| Document extract |
It’s that last bit, the part about HSAs’ ability to roll over from year to year, that plays well into retirement plans.
Another tax-deductible way to save
Even if you’re already contributing to a 401(k), IRA, or other retirement account, having an HDHP makes you eligible to save even more through an HSA. For 2025, you can contribute up to $4,150 if you cover yourself, and up to $8,300 if you have family HDHP coverage. And, if you’re 55 or older during the tax year, you can make an annual catch-up contribution of $1,000.
For example, if you have individual health coverage and contribute the maximum of $4,150 to an HSA, your taxable income will be lowered by the same amount.
As a retirement account
Because an HSA can be rolled over yearly without expiring, you can utilize it as a retirement account. Imagine you’re expecting a pension and contribute to a Roth IRA. You want to ensure you’ll have more when you retire, so you make a plan for your HSA. Since you’re still working, you’ll pay most medical expenses out-of-pocket and invest the remaining $3,000 through the HSA provider. (Not all HSAs allow for investments, although most do.)
Let’s say you begin investing your HSA funds at age 35, with plans to enroll in Medicare when you turn 65. If your investment earns an average annual return of 7%, your account balance will be over $283,000 by the time your Medicare card arrives. Better yet, there’s no required minimum distribution (RMD) for HSAs, meaning the money can continue to grow as long as you’d like.
How the extra funds can help
You’re free to use the money from your HSA any way you’d like although if you’re under 65, you’ll have to pay income tax plus a 20% penalty on withdrawals if the funds are used to pay for something other than qualified medical expenses. (After 65, the 20% penalty no longer applies.) Still, having options is nice. Here are several ways you can use your HSA if you’d like:
- Medical expenses: Including Medicare premiums, co-pays, deductibles, dental, and vision care.
- Long-term care services: These include nursing home fees and in-home care. Your HSA can even be used to pay the premiums for a tax-qualified long-term care insurance policy.
- Supplemental retirement income: Although you’ll pay taxes (at your ordinary rate) on withdrawals, the money is available if you need a little extra to get by.
HSAs are nothing if not flexible. Use them today to cover your medical needs or save it for the future. The decision is up to you.

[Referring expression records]
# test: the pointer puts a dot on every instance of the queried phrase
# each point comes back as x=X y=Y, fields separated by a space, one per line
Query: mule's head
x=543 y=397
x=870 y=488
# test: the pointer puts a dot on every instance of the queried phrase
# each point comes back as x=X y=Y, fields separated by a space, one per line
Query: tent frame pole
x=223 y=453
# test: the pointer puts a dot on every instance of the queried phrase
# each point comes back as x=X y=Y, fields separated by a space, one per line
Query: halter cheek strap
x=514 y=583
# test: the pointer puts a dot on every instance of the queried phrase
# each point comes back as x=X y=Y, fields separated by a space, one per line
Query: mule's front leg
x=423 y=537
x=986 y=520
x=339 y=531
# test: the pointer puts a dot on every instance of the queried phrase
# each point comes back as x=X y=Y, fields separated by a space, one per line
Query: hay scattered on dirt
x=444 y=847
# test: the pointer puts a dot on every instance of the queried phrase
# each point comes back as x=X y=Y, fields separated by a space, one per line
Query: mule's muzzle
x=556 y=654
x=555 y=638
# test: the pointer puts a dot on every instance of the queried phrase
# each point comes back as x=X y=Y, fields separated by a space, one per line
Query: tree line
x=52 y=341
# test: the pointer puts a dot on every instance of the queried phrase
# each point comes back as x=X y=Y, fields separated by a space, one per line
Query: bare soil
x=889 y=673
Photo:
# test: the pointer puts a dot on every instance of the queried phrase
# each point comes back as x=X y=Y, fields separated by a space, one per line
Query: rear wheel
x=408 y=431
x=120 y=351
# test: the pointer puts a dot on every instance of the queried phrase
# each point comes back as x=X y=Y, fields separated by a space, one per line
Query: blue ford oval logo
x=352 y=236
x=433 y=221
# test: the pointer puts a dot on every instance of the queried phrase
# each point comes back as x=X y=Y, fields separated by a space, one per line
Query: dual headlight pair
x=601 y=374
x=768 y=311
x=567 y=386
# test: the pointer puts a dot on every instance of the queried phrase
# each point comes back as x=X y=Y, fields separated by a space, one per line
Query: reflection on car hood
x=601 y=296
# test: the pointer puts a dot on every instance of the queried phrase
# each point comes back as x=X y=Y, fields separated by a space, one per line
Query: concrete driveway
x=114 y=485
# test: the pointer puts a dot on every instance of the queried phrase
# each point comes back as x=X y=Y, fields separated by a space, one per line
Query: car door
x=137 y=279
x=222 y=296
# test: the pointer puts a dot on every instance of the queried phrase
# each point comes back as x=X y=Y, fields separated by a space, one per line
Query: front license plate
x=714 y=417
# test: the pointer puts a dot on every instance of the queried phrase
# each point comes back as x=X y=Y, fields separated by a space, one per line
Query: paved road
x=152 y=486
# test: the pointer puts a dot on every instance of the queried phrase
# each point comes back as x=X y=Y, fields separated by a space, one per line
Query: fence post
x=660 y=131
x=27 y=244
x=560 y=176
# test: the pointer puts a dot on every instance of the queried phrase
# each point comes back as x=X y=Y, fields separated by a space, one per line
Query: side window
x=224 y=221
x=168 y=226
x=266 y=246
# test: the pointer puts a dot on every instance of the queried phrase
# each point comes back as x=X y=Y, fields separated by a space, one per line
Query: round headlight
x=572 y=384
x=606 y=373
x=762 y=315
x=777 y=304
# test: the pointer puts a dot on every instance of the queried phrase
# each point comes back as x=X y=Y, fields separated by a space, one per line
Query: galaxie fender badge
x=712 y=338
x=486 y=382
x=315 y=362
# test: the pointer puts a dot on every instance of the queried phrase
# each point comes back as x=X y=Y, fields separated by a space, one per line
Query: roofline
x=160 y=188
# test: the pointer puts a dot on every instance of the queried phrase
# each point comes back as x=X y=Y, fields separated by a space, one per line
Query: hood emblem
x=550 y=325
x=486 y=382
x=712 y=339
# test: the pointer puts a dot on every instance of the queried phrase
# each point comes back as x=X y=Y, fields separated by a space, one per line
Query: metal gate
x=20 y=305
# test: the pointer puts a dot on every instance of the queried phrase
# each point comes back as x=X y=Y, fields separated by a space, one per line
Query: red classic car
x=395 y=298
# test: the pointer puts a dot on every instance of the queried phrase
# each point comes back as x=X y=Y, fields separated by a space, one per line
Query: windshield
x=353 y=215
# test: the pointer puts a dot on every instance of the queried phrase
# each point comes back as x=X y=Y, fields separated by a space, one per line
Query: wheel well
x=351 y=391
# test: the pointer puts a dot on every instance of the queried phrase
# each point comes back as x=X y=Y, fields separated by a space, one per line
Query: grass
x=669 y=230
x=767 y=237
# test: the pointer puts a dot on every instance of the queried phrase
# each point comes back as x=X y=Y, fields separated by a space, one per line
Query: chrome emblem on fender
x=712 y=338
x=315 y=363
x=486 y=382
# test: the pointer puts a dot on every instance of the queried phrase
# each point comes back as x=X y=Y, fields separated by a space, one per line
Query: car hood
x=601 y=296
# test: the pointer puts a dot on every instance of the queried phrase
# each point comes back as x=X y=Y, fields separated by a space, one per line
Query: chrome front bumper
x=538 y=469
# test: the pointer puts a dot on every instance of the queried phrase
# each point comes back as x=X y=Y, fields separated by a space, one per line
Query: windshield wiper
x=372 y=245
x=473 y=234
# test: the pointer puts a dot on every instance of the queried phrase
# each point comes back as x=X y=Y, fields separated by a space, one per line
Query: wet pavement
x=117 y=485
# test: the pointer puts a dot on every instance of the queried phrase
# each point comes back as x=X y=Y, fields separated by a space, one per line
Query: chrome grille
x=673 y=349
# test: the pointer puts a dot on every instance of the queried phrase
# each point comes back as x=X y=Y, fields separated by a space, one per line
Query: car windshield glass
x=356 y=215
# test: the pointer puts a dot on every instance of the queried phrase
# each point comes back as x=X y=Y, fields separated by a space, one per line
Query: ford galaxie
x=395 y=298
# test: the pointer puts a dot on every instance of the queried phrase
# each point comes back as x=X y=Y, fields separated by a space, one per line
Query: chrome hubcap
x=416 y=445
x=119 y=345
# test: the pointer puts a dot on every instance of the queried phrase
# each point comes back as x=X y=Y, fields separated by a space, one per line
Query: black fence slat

| Aim of the task |
In the health savings account text, copy everything from "For example, if" down to "although most do.)", substituting "annuity" for "pension".

| Answer space |
For example, if you have individual health coverage and contribute the maximum of $4,150 to an HSA, your taxable income will be lowered by the same amount.
As a retirement account
Because an HSA can be rolled over yearly without expiring, you can utilize it as a retirement account. Imagine you’re expecting a annuity and contribute to a Roth IRA. You want to ensure you’ll have more when you retire, so you make a plan for your HSA. Since you’re still working, you’ll pay most medical expenses out-of-pocket and invest the remaining $3,000 through the HSA provider. (Not all HSAs allow for investments, although most do.)